• What the task requires: The required answer is a copy of each line in the entries below that includes "plant".

• Material provided:
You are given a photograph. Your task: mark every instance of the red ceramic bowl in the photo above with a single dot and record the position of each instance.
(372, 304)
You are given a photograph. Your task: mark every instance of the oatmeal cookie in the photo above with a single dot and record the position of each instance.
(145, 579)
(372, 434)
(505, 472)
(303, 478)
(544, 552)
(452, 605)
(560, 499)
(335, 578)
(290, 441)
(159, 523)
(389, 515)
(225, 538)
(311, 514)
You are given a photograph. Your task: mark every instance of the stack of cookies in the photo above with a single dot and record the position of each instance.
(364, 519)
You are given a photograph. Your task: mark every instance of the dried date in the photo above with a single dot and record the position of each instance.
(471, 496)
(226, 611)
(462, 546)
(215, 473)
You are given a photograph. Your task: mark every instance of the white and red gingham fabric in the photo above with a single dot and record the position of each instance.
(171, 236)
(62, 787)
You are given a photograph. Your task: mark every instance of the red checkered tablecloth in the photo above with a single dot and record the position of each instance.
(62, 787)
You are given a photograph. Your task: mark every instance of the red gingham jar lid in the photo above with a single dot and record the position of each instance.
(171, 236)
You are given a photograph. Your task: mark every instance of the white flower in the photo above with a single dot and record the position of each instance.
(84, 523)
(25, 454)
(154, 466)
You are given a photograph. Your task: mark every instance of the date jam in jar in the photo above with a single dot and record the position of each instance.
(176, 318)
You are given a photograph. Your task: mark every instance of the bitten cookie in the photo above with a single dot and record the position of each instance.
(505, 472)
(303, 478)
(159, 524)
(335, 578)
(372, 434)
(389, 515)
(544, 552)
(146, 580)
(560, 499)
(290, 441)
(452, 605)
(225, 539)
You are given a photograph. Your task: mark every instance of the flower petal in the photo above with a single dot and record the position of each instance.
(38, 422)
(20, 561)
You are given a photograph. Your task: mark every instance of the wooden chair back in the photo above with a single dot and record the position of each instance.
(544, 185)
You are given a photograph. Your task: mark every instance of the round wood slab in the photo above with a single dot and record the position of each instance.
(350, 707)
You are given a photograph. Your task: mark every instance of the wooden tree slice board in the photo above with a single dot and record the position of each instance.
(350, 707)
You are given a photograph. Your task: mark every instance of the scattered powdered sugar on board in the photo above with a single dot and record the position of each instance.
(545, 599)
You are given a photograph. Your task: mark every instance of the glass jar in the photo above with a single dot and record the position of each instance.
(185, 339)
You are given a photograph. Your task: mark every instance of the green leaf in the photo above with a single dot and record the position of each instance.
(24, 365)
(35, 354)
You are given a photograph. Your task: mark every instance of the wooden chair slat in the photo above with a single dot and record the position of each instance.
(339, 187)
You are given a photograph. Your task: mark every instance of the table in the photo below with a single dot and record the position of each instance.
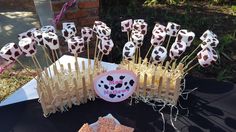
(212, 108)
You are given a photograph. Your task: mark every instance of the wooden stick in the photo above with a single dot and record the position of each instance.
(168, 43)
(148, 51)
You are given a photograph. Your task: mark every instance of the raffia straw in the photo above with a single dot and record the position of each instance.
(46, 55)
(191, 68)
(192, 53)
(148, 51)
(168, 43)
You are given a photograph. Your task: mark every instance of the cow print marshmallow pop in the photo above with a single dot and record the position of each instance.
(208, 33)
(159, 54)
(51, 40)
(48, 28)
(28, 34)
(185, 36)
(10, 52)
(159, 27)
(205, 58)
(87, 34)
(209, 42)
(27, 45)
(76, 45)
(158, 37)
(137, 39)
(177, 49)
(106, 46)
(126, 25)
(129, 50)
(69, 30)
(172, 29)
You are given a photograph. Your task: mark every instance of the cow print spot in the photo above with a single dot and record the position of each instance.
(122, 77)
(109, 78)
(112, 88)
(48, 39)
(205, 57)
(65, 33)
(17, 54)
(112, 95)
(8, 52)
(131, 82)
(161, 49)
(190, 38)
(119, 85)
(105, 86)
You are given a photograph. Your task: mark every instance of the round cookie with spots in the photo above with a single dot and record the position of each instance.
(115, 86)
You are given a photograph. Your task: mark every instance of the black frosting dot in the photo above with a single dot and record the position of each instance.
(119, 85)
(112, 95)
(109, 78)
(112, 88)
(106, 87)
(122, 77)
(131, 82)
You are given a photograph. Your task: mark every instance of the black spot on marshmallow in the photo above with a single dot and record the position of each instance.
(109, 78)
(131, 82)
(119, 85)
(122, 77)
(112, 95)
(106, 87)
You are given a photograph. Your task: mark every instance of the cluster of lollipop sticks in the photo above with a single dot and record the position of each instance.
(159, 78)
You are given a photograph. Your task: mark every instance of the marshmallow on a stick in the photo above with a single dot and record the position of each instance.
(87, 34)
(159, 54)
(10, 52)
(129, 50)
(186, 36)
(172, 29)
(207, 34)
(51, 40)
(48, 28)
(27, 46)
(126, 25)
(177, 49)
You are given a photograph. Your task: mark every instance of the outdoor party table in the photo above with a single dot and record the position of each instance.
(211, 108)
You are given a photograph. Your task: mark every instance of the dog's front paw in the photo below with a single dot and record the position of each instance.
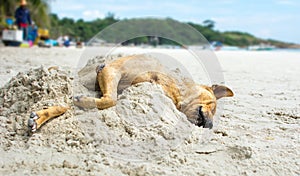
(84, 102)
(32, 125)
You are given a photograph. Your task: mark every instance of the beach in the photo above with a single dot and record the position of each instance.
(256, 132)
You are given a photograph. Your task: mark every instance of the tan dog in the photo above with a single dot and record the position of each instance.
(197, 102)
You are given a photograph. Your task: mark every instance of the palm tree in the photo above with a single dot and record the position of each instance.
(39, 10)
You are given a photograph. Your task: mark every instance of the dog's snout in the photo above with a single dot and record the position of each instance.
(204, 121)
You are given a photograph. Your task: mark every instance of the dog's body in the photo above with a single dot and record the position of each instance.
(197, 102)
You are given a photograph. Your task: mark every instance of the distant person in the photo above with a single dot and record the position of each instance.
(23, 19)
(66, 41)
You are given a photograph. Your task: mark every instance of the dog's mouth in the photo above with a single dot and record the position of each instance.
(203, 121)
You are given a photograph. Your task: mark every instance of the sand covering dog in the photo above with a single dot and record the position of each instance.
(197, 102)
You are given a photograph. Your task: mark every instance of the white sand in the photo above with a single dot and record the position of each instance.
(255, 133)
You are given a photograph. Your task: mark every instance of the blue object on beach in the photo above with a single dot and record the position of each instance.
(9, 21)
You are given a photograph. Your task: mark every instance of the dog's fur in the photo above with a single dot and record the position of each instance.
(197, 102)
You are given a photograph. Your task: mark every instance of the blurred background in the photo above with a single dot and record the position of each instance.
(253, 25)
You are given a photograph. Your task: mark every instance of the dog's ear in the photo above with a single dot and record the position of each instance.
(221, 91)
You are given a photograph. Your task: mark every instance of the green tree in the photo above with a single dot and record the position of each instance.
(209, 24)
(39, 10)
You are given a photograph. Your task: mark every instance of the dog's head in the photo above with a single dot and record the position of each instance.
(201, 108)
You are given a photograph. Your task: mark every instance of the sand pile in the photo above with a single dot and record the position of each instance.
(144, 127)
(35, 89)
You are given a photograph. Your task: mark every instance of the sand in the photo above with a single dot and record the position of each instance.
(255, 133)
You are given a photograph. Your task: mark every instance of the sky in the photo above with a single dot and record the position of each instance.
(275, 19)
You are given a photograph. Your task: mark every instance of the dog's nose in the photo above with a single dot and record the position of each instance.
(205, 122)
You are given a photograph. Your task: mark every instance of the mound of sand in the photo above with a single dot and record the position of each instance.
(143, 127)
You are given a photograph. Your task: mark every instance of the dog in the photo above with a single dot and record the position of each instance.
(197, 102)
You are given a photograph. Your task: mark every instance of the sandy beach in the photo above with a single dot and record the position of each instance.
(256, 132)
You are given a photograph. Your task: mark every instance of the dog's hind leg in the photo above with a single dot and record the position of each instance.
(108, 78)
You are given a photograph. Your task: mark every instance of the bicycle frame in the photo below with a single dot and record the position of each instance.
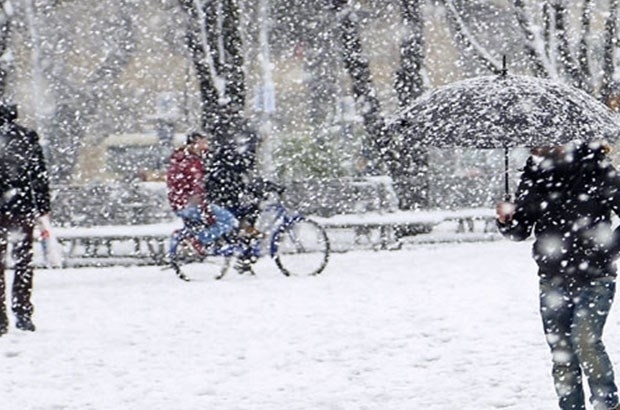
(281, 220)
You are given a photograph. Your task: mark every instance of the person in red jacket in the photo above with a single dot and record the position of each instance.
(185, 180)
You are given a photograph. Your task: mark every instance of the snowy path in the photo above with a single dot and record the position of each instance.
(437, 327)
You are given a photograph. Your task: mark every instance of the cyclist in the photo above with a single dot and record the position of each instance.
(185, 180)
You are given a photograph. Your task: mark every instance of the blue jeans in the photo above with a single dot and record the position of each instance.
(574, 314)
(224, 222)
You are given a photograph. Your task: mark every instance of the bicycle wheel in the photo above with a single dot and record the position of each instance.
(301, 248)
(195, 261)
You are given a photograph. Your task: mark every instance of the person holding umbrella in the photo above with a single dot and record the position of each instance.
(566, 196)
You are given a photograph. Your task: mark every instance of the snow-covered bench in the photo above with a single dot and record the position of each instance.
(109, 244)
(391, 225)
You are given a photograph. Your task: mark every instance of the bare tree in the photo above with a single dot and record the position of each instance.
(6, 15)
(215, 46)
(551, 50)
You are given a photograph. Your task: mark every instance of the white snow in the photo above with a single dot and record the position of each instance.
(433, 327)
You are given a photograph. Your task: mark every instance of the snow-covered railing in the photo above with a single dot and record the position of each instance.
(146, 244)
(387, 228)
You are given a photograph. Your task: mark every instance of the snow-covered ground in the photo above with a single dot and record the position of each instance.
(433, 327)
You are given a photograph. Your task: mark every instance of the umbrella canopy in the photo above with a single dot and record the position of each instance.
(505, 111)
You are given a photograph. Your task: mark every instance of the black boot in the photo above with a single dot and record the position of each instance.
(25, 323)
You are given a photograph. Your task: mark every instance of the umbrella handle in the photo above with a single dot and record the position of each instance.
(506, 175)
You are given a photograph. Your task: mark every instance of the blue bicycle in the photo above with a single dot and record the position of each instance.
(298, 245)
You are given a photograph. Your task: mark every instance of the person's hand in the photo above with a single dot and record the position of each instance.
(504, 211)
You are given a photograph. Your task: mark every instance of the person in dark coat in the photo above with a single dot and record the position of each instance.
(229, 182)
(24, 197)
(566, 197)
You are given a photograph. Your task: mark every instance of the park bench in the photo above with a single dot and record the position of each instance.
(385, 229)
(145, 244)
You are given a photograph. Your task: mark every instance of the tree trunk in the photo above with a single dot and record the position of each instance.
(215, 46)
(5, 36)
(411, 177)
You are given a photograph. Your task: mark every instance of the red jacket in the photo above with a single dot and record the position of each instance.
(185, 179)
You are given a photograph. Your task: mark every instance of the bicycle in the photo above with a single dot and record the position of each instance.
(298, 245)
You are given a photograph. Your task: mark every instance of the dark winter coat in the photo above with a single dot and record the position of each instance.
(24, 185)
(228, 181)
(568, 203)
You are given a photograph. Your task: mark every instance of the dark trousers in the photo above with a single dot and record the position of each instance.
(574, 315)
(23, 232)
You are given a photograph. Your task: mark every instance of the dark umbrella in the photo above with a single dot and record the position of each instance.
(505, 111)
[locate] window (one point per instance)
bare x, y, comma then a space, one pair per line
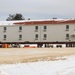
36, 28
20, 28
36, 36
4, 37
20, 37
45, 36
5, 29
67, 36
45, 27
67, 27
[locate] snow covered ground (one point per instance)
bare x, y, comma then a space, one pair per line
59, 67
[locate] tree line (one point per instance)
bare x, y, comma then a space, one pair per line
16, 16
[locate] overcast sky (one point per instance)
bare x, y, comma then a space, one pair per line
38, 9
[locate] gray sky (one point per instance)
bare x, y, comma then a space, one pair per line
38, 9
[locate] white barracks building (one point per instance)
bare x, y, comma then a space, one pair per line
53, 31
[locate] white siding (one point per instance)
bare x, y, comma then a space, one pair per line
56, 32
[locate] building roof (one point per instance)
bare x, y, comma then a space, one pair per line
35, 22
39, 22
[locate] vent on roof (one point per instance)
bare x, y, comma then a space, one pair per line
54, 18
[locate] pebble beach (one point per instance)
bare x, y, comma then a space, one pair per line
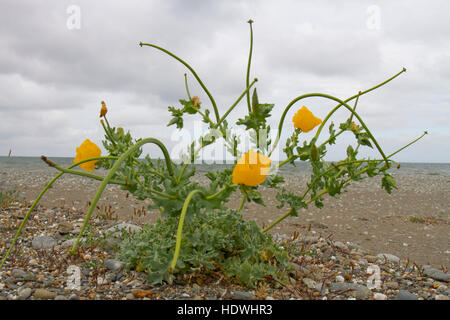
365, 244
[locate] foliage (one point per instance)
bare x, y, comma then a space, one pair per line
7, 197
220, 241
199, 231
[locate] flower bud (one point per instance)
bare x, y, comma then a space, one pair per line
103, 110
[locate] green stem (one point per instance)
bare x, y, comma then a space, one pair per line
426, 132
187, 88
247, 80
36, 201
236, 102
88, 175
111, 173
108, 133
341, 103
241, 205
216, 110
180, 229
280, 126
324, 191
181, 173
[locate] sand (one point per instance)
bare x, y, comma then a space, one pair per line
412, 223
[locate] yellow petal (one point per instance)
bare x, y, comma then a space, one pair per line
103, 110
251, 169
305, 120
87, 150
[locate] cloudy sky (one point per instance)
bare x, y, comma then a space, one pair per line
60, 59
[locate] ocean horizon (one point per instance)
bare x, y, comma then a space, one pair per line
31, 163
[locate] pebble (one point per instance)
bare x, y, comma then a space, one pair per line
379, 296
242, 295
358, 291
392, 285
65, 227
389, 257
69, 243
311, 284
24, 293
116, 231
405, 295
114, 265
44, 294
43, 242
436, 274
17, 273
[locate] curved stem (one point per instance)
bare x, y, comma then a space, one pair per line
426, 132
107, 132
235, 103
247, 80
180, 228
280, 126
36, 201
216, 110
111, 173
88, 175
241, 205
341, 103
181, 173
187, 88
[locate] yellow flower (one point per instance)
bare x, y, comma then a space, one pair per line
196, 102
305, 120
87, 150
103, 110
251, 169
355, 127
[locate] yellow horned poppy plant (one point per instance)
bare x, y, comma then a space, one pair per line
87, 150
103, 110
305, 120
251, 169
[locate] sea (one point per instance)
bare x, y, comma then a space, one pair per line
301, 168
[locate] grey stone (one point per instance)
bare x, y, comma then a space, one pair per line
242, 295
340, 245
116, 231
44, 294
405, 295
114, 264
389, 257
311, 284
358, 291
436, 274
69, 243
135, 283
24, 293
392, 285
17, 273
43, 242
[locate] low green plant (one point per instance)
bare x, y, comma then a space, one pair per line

• Task output:
[locate] yellow horned poppy plant (one point per instance)
[locate] low green plant (one point per instance)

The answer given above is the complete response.